#### Written problem:
Print every one of the following rows verbatim, without any changes.

-------- Material provided --------

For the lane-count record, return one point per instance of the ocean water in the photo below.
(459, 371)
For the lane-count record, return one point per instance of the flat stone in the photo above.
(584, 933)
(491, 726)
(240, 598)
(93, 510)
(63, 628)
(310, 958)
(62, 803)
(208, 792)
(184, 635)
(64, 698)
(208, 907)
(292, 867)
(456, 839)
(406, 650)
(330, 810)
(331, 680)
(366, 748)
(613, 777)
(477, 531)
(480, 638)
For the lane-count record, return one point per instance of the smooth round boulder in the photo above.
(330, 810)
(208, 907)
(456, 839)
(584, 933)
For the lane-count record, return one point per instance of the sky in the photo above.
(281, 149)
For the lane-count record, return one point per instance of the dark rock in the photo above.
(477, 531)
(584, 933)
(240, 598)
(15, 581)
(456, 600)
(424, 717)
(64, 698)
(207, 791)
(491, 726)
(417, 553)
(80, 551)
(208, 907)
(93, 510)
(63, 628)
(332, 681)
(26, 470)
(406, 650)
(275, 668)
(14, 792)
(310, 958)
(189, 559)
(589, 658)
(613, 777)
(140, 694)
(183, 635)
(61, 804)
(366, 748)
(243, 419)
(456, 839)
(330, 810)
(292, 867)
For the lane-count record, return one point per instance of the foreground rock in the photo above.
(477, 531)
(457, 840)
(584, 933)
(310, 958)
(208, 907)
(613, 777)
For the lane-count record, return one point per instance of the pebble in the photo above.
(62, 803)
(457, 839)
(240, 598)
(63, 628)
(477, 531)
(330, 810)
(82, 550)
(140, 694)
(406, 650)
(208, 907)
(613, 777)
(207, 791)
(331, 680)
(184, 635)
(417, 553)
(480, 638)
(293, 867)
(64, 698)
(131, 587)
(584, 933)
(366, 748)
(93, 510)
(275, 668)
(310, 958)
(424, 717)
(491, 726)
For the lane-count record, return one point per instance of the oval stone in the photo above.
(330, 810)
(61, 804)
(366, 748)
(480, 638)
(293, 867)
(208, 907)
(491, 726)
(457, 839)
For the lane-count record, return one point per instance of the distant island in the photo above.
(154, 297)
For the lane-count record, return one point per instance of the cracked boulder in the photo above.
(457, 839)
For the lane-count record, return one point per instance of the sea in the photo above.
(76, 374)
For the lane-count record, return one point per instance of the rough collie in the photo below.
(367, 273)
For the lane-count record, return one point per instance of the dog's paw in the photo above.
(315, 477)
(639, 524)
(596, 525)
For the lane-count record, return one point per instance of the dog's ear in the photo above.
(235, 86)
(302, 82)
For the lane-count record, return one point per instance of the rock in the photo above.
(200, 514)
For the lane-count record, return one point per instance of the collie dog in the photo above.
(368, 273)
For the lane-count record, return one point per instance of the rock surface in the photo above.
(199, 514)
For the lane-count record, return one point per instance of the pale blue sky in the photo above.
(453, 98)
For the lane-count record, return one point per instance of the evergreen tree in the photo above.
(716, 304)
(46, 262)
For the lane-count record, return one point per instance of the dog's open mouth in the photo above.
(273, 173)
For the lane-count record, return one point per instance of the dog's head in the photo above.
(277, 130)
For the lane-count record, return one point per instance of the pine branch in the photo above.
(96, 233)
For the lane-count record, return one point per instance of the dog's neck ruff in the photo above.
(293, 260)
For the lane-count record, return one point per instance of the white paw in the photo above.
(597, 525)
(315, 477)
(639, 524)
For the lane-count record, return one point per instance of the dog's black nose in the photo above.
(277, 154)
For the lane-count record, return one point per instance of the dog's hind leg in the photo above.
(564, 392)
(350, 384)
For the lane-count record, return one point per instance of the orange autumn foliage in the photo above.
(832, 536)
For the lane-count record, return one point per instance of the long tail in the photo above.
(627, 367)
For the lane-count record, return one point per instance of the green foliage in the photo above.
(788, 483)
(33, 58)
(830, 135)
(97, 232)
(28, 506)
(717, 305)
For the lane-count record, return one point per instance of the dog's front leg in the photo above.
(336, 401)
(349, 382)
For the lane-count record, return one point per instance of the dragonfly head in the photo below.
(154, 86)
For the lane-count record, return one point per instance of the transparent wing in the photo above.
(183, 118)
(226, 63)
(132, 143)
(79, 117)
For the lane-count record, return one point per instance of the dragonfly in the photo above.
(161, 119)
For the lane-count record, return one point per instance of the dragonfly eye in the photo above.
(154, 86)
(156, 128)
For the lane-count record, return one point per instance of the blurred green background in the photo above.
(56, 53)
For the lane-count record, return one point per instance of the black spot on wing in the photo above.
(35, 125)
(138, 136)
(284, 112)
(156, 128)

--------

#### Response to the exercise:
For the lane-count record, return one point per instance of the ocean water in the photo below.
(459, 371)
For the lane-count record, return one point per instance of the flat stone in the photo above.
(584, 933)
(491, 726)
(240, 598)
(93, 510)
(63, 628)
(310, 958)
(62, 803)
(208, 792)
(184, 635)
(64, 698)
(208, 907)
(292, 867)
(456, 839)
(406, 650)
(330, 810)
(331, 680)
(366, 748)
(613, 777)
(477, 531)
(480, 638)
For the lane-count record, return one point per instance of the smooth round boulder in the photo above.
(330, 810)
(208, 907)
(456, 839)
(584, 933)
For the lane-count record, return one point per instance of the sky in the photo above.
(281, 149)
For the lane-count record, return one point per instance of the dark rock in the photo above.
(477, 531)
(584, 933)
(240, 598)
(15, 581)
(456, 600)
(424, 717)
(64, 698)
(207, 791)
(491, 726)
(417, 553)
(80, 551)
(208, 907)
(93, 510)
(63, 628)
(332, 681)
(26, 470)
(406, 650)
(275, 668)
(14, 792)
(310, 958)
(189, 559)
(589, 658)
(613, 777)
(140, 694)
(183, 635)
(61, 804)
(366, 748)
(243, 419)
(456, 839)
(330, 810)
(292, 867)
For the lane-count record, return one point per instance of the foreground rock in the photo above.
(477, 531)
(457, 840)
(584, 933)
(310, 958)
(208, 907)
(613, 777)
For the lane-count record, return one point per instance of the pebble in the photo above.
(62, 803)
(457, 839)
(240, 598)
(63, 628)
(477, 531)
(330, 810)
(82, 550)
(140, 694)
(406, 650)
(208, 907)
(613, 777)
(207, 791)
(331, 680)
(184, 635)
(417, 553)
(480, 638)
(293, 867)
(64, 698)
(131, 587)
(584, 933)
(366, 748)
(93, 510)
(275, 668)
(310, 958)
(424, 717)
(491, 726)
For the lane-count record, return one point per instance of the oval stone in the photo above.
(330, 810)
(61, 804)
(366, 748)
(480, 638)
(293, 867)
(208, 907)
(491, 726)
(457, 839)
For the lane-count record, return one point per instance of the distant island in the photo above.
(154, 297)
For the lane-count record, return one point per instance of the cracked boulder in the photo above.
(457, 839)
For the lane-count record, return one point per instance of the sea in the photo above.
(76, 374)
For the lane-count record, return one point per instance of the rough collie in the photo below.
(367, 273)
For the lane-count record, return one point per instance of the dog's paw in the photo above.
(315, 477)
(639, 524)
(596, 525)
For the lane-count record, return one point per instance of the dog's ear in the photo above.
(235, 86)
(302, 82)
For the lane-count record, return one point per instance of the rock in the photo above.
(200, 514)
For the lane-count record, return one point per instance of the collie dog in the photo above.
(368, 273)
For the lane-count record, return one point per instance of the rock surface in the photo above.
(199, 514)
For the lane-count record, return one point per instance of the pale blue sky in the photo above.
(453, 98)
For the lane-count record, return one point per instance of the evergreen tree in the photo above.
(716, 304)
(46, 262)
For the lane-count record, return one point per instance of the dog's open mouth in the photo above.
(273, 173)
For the lane-count record, return one point per instance of the dog's head in the photo above.
(277, 130)
For the lane-count record, return one point per instance of the pine branch in the photo above.
(96, 233)
For the lane-count record, return one point per instance of the dog's neck ruff in the photo above.
(293, 260)
For the lane-count record, return one point per instance of the white paw in the photo above.
(597, 525)
(315, 477)
(639, 524)
For the lane-count record, return one point per instance of the dog's black nose in the photo above.
(277, 154)
For the lane-count record, return one point per instance of the dog's hind leg in the photo above.
(564, 392)
(350, 384)
For the lane-count record, return one point per instance of the orange autumn foliage in the photo above.
(832, 536)
For the lane-count record, return one point per instance of the long tail in the photo above.
(627, 367)
For the lane-count record, return one point per instance of the green foliage in the photo above.
(788, 483)
(33, 58)
(830, 135)
(97, 232)
(28, 506)
(717, 305)
For the lane-count record, return one point per instance of the dog's front leg in the photo above.
(336, 401)
(349, 382)
For the lane-count record, return one point per instance of the dragonfly head in the photo below.
(154, 86)
For the lane-count record, return one point per instance of the transparent wing in the photo above.
(183, 118)
(226, 63)
(132, 143)
(79, 117)
For the lane-count record, return one point per instance of the dragonfly in the photo above.
(161, 119)
For the lane-count record, return one point per instance of the dragonfly eye in the photo above.
(154, 86)
(156, 128)
For the lane-count record, return one point per instance of the blurred green background in the photo above.
(56, 53)
For the lane-count record, return one point per instance of the black spot on wing in the photo above.
(35, 125)
(138, 136)
(284, 112)
(156, 128)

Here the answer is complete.